Look through the data below for the line with "Query: utility pole" and the line with "Reviewer note: confirm that each instance of the dark", then output those two and all lines in between, exactly as written.

|---|

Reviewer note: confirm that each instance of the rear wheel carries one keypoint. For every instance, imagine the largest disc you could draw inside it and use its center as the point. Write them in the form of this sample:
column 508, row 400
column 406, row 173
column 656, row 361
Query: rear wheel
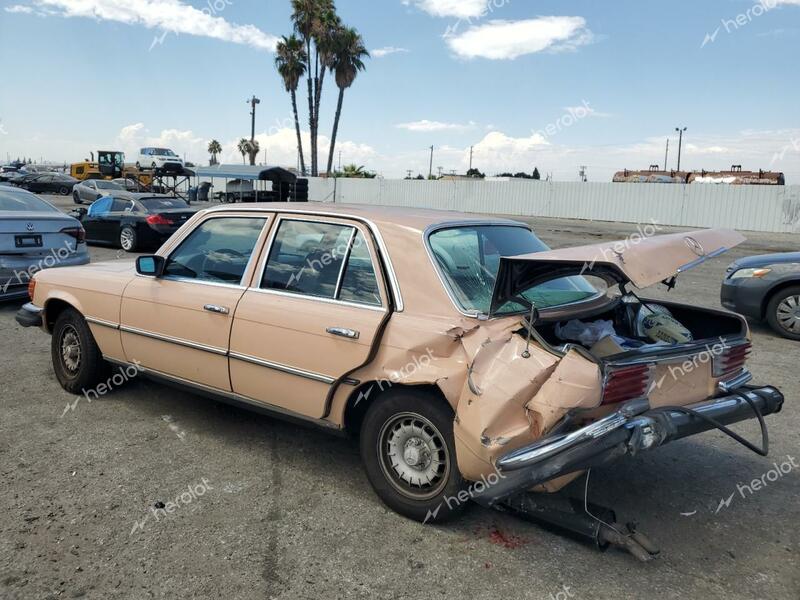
column 77, row 360
column 783, row 313
column 127, row 239
column 408, row 450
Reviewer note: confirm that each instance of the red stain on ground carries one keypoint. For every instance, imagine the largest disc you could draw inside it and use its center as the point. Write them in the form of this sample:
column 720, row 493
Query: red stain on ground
column 506, row 540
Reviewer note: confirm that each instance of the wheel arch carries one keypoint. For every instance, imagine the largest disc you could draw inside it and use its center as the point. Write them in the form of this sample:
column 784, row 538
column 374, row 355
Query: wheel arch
column 368, row 393
column 776, row 289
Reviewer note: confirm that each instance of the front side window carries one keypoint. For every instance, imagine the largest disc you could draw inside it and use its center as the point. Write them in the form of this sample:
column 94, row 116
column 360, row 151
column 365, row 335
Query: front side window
column 217, row 251
column 323, row 260
column 469, row 259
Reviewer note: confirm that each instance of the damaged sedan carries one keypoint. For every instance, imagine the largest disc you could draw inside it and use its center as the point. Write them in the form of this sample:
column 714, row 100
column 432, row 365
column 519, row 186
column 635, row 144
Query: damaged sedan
column 472, row 362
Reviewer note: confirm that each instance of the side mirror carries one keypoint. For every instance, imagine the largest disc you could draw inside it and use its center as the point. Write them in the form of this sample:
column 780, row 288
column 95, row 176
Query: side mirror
column 150, row 266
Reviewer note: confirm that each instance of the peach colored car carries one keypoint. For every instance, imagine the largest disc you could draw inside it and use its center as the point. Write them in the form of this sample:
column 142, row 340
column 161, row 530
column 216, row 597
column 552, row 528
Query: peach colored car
column 472, row 363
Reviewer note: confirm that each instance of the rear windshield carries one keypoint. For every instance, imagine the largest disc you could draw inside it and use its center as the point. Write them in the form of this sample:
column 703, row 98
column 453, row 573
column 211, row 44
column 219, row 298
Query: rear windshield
column 154, row 204
column 20, row 201
column 469, row 259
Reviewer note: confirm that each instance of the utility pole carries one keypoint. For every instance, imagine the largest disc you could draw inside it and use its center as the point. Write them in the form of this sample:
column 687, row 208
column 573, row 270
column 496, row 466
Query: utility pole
column 680, row 144
column 252, row 102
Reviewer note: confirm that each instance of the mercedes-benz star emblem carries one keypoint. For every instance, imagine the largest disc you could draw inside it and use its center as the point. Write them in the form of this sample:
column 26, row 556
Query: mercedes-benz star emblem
column 695, row 246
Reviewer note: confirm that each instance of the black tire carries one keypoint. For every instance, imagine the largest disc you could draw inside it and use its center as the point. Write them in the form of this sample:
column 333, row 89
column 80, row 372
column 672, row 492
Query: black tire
column 390, row 417
column 783, row 312
column 128, row 240
column 77, row 360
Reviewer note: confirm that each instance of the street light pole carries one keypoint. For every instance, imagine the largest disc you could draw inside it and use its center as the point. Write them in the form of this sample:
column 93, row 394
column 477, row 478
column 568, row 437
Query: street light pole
column 252, row 102
column 680, row 144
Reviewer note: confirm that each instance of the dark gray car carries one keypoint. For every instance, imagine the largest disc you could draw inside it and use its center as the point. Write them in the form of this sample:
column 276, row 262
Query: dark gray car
column 766, row 288
column 34, row 235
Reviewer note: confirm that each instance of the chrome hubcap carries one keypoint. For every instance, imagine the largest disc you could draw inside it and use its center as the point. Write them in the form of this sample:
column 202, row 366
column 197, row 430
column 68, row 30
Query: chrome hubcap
column 414, row 456
column 788, row 314
column 71, row 349
column 126, row 239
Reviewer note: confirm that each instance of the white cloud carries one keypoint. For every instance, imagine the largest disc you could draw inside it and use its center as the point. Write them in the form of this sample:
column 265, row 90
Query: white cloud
column 19, row 8
column 425, row 126
column 171, row 16
column 505, row 40
column 460, row 9
column 387, row 50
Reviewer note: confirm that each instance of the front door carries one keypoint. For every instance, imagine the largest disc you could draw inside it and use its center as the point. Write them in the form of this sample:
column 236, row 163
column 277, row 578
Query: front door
column 180, row 324
column 310, row 317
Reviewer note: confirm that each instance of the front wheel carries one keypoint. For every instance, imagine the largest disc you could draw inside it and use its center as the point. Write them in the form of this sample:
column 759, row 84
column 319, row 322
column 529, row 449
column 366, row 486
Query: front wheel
column 408, row 450
column 127, row 239
column 77, row 360
column 783, row 313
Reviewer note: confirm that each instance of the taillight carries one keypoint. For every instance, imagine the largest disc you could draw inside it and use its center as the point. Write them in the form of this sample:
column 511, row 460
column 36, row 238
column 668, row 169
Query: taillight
column 79, row 233
column 625, row 383
column 731, row 360
column 159, row 220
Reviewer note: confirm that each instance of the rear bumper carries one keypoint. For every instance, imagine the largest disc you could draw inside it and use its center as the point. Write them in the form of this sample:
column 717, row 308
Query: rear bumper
column 625, row 432
column 30, row 315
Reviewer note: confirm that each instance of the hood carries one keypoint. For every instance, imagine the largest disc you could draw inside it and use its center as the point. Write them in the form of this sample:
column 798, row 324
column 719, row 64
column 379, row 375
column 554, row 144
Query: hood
column 764, row 260
column 641, row 261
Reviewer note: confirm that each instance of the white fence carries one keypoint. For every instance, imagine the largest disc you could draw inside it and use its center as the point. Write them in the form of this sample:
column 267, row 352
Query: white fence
column 749, row 208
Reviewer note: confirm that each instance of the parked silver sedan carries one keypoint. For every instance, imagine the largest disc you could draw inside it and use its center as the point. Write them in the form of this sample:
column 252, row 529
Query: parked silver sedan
column 90, row 190
column 34, row 235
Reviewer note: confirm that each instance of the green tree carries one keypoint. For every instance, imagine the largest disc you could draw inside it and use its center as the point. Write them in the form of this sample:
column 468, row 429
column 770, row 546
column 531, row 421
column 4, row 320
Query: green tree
column 214, row 148
column 347, row 61
column 291, row 63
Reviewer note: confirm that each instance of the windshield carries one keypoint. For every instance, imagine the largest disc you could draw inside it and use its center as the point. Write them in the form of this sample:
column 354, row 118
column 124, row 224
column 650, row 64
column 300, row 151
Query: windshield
column 22, row 201
column 469, row 259
column 153, row 204
column 107, row 185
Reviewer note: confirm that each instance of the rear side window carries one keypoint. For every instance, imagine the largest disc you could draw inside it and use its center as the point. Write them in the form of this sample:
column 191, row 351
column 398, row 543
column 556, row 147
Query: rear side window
column 323, row 260
column 217, row 251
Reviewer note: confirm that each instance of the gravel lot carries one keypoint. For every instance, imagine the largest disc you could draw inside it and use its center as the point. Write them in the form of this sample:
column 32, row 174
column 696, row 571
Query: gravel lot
column 280, row 511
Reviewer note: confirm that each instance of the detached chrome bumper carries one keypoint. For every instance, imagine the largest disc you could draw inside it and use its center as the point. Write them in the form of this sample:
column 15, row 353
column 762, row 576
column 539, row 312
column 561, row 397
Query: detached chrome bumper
column 30, row 315
column 630, row 430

|---|

TASK SOLUTION:
Query: utility pole
column 680, row 144
column 252, row 102
Reviewer note: confirm that each instance of the mercedes-benz star emblem carries one keypoint. For every instance, imagine the largest disc you could draw inside it and use its center as the point. Write them in the form of this sample:
column 26, row 556
Query: mercedes-benz star emblem
column 695, row 246
Reviewer note: confirm that each instance of the black tire carries one keypoint. For every instance, imagine the largest disc you could draw inside it and use its center as the point. Write them in the form of this sample:
column 333, row 89
column 80, row 372
column 672, row 492
Query: black tire
column 390, row 417
column 783, row 312
column 128, row 240
column 77, row 360
Reviewer note: confirm that each instance of the street light pole carries one keypoint. For every instance, imagine the largest disc you could draw inside it and use its center as the point. Write them in the form of this sample:
column 93, row 394
column 477, row 478
column 568, row 437
Query: street light pole
column 252, row 102
column 680, row 144
Reviewer note: confirm that each instance of the dark gray car carries one keypoint. For every instance, imagine the largest disc you could draw inside it and use its center as the point. Write them in the form of this sample:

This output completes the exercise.